Reproduce exactly the lines beginning with the line that contains "Where can you see the rear side" and ending at the final line of the material below.

[Begin Data extract]

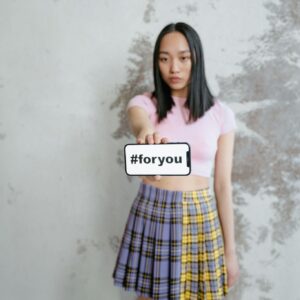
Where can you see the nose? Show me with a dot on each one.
(174, 66)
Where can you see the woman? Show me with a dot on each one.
(178, 242)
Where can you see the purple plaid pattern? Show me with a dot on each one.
(151, 259)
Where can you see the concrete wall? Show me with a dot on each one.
(67, 70)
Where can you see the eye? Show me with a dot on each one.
(163, 59)
(185, 57)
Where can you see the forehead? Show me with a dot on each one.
(174, 42)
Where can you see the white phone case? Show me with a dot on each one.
(158, 159)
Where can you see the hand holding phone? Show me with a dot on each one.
(157, 159)
(150, 139)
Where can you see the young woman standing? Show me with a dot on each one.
(179, 242)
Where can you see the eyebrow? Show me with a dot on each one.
(166, 52)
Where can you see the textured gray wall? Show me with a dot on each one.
(67, 70)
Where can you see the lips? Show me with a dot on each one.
(175, 79)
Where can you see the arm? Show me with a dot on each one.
(223, 192)
(142, 128)
(223, 188)
(139, 123)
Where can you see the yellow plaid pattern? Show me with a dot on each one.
(203, 271)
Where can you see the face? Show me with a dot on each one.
(175, 63)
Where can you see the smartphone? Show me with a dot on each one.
(158, 159)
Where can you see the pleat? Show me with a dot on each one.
(134, 243)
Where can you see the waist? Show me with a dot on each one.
(180, 183)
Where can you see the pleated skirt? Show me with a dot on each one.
(172, 246)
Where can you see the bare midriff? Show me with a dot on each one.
(180, 183)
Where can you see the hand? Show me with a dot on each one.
(151, 138)
(232, 265)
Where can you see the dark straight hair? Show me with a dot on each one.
(199, 98)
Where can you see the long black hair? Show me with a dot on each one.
(199, 99)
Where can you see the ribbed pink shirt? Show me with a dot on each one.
(201, 135)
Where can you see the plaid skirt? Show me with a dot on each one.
(172, 246)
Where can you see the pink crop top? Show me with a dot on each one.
(201, 135)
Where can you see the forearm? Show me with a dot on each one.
(225, 211)
(139, 123)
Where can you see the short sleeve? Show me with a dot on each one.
(228, 122)
(144, 102)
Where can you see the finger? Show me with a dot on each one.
(149, 139)
(156, 137)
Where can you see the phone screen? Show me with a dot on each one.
(158, 159)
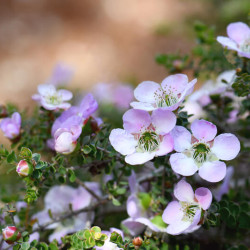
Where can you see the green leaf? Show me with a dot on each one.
(116, 202)
(25, 245)
(86, 149)
(72, 176)
(244, 220)
(25, 153)
(11, 157)
(36, 157)
(145, 199)
(96, 229)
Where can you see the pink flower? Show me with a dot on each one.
(169, 95)
(24, 168)
(59, 200)
(140, 216)
(108, 245)
(144, 137)
(11, 126)
(238, 39)
(52, 99)
(11, 234)
(68, 126)
(202, 151)
(183, 215)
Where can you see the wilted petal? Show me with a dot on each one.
(122, 141)
(226, 146)
(142, 105)
(135, 228)
(226, 42)
(204, 197)
(163, 121)
(178, 227)
(183, 191)
(65, 94)
(239, 32)
(172, 212)
(139, 158)
(134, 120)
(183, 165)
(203, 130)
(182, 138)
(175, 83)
(145, 91)
(133, 207)
(166, 146)
(213, 171)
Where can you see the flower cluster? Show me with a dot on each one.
(68, 126)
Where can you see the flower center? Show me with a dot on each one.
(245, 47)
(148, 141)
(200, 152)
(53, 99)
(189, 210)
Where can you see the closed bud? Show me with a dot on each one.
(24, 168)
(11, 234)
(137, 242)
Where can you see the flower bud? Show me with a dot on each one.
(137, 242)
(11, 234)
(24, 168)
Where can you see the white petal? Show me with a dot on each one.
(183, 165)
(122, 141)
(183, 191)
(145, 91)
(226, 146)
(139, 158)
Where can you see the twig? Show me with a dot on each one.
(78, 181)
(11, 215)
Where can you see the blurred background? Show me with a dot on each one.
(102, 41)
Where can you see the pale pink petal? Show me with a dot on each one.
(183, 191)
(228, 43)
(134, 120)
(148, 223)
(65, 94)
(139, 158)
(64, 143)
(143, 105)
(178, 227)
(166, 146)
(145, 91)
(213, 171)
(172, 212)
(183, 165)
(226, 146)
(133, 207)
(16, 117)
(122, 141)
(135, 228)
(204, 197)
(175, 83)
(163, 121)
(194, 225)
(182, 138)
(203, 130)
(239, 32)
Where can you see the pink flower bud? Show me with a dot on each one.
(24, 168)
(11, 234)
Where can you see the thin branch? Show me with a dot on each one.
(78, 181)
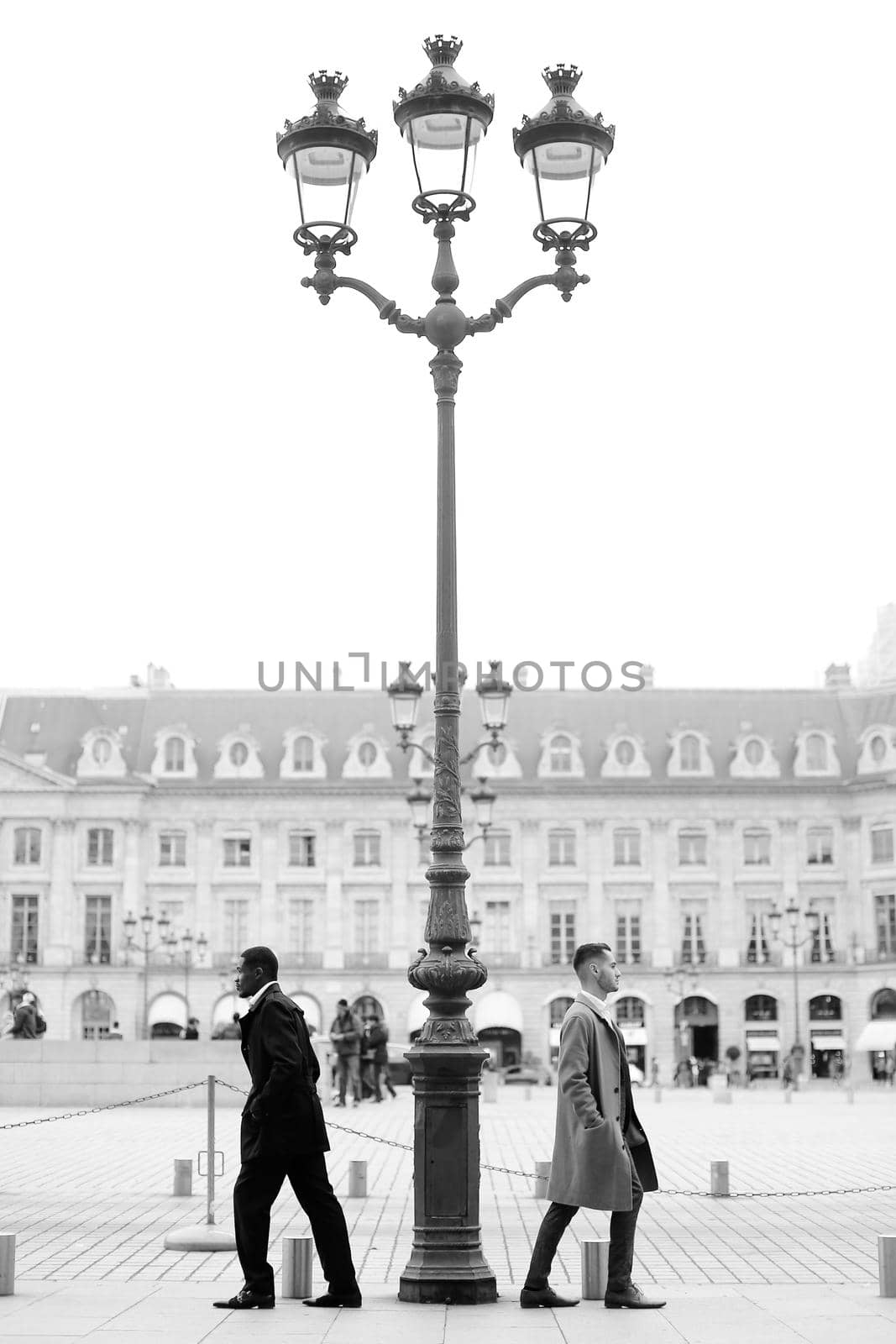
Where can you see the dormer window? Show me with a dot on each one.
(815, 752)
(175, 756)
(689, 753)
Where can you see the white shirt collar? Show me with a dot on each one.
(257, 996)
(598, 1005)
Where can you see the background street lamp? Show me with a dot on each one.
(443, 118)
(187, 952)
(147, 922)
(794, 942)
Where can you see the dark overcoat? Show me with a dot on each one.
(282, 1115)
(590, 1167)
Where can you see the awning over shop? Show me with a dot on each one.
(878, 1035)
(497, 1010)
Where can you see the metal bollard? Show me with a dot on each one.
(358, 1180)
(595, 1257)
(719, 1178)
(7, 1263)
(297, 1268)
(183, 1176)
(887, 1265)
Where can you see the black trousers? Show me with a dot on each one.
(622, 1226)
(258, 1186)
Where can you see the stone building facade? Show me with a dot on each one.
(667, 823)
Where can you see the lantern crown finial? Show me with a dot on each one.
(443, 51)
(562, 78)
(327, 85)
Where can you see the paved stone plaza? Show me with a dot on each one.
(90, 1200)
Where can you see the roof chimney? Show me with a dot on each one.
(837, 676)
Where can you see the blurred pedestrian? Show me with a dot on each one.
(345, 1032)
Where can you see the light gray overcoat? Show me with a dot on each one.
(590, 1167)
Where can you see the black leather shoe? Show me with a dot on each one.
(244, 1301)
(633, 1297)
(544, 1297)
(335, 1300)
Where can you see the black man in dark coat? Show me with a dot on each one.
(282, 1137)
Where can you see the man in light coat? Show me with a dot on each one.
(600, 1153)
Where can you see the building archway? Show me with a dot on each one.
(93, 1014)
(826, 1035)
(497, 1021)
(167, 1016)
(698, 1028)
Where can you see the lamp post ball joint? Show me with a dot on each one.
(443, 120)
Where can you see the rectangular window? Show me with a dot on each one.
(24, 931)
(235, 927)
(882, 844)
(301, 925)
(98, 931)
(627, 938)
(886, 922)
(497, 850)
(758, 944)
(820, 844)
(822, 945)
(626, 848)
(692, 848)
(562, 848)
(496, 927)
(238, 853)
(367, 848)
(758, 848)
(172, 850)
(367, 927)
(694, 952)
(100, 847)
(301, 848)
(562, 936)
(27, 846)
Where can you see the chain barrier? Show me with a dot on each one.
(485, 1167)
(94, 1110)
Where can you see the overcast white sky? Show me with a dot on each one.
(691, 464)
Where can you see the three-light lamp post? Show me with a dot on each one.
(443, 120)
(810, 920)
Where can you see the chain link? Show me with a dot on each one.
(485, 1167)
(94, 1110)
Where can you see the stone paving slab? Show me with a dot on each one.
(90, 1196)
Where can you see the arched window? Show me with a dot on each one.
(302, 756)
(175, 756)
(824, 1007)
(689, 752)
(560, 754)
(631, 1011)
(884, 1005)
(761, 1008)
(815, 752)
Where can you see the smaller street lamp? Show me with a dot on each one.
(794, 942)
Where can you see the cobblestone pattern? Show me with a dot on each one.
(90, 1198)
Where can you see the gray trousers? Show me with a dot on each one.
(622, 1226)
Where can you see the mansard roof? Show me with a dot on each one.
(653, 714)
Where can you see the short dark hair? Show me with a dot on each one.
(587, 951)
(262, 958)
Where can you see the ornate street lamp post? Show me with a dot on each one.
(443, 118)
(794, 942)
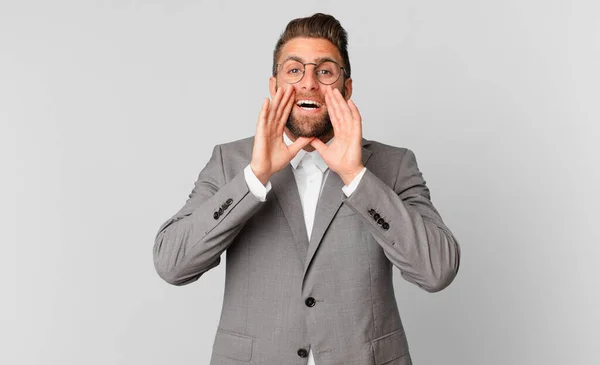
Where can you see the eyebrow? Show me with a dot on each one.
(317, 61)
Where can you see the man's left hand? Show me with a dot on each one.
(344, 154)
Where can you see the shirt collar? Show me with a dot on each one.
(302, 153)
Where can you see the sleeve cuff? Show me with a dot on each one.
(349, 189)
(255, 186)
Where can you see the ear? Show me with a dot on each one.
(348, 88)
(272, 86)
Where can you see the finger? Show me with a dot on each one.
(344, 111)
(262, 116)
(354, 110)
(286, 112)
(299, 144)
(319, 146)
(275, 104)
(284, 104)
(331, 109)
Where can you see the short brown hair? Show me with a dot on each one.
(318, 25)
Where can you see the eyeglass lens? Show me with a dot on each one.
(327, 72)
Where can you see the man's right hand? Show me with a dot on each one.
(270, 153)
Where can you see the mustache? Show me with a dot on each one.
(315, 97)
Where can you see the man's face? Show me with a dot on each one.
(310, 121)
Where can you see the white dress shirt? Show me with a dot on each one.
(310, 172)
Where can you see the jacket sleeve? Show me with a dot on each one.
(405, 223)
(192, 241)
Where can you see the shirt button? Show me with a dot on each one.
(302, 353)
(310, 302)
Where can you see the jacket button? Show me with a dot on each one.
(302, 353)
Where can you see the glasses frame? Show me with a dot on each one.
(315, 70)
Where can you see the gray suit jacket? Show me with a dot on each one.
(285, 295)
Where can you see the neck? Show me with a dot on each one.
(308, 148)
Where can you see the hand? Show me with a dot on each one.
(344, 154)
(270, 153)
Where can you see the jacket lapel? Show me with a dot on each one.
(286, 193)
(327, 206)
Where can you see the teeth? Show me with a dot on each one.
(308, 102)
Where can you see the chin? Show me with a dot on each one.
(309, 128)
(316, 126)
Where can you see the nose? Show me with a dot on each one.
(309, 80)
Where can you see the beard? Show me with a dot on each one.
(316, 126)
(302, 126)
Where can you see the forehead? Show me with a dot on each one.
(310, 49)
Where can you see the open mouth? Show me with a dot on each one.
(308, 104)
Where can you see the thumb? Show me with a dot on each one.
(299, 144)
(319, 146)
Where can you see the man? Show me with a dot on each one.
(312, 217)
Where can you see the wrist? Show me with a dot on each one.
(348, 177)
(262, 176)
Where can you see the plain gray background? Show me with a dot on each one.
(110, 109)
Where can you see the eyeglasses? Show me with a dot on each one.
(327, 72)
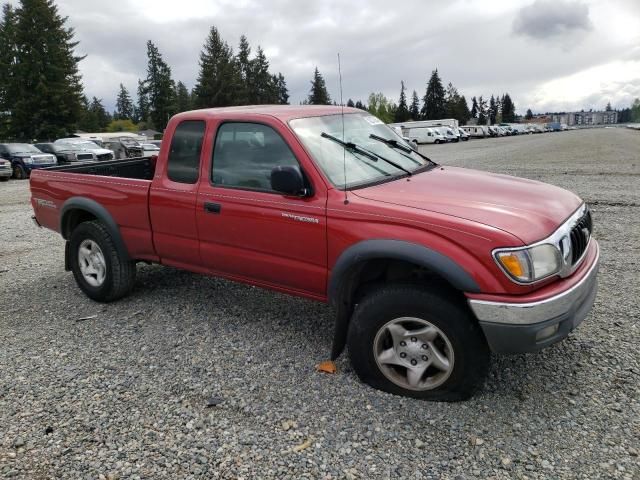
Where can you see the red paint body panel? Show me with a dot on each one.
(291, 244)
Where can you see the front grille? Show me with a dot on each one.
(42, 160)
(580, 235)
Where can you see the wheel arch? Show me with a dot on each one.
(369, 258)
(77, 210)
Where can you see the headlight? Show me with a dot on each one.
(531, 264)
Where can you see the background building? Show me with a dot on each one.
(587, 118)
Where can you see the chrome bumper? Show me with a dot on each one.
(528, 327)
(540, 311)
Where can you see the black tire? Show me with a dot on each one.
(120, 273)
(444, 311)
(19, 172)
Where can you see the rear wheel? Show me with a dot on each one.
(19, 172)
(410, 341)
(99, 269)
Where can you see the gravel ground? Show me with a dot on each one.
(194, 377)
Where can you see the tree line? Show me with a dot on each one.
(437, 103)
(42, 96)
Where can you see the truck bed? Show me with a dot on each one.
(141, 168)
(120, 187)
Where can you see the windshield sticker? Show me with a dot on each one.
(373, 120)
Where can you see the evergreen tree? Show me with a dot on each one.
(474, 107)
(508, 109)
(402, 112)
(219, 81)
(433, 107)
(493, 110)
(635, 111)
(45, 86)
(244, 70)
(7, 66)
(159, 87)
(142, 110)
(482, 111)
(414, 108)
(379, 106)
(262, 89)
(463, 111)
(98, 112)
(318, 94)
(124, 105)
(282, 93)
(183, 98)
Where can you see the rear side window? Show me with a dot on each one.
(245, 153)
(184, 154)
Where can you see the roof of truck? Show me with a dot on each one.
(283, 112)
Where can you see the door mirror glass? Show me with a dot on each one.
(288, 179)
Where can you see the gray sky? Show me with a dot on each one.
(548, 54)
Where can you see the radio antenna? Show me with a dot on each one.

[End Data extract]

Result of the task:
Where can you see the rear side window? Show me with a dot on each one.
(245, 153)
(184, 154)
Where can you see the roof of truck? Show me with a dot on each one.
(283, 112)
Where can you see the door mirror glass? Show me with a dot on each one.
(288, 179)
Where can you see the gray sky? Show me with a dot on each one.
(548, 54)
Where can you see the radio antenna? Show me with a dot on each one.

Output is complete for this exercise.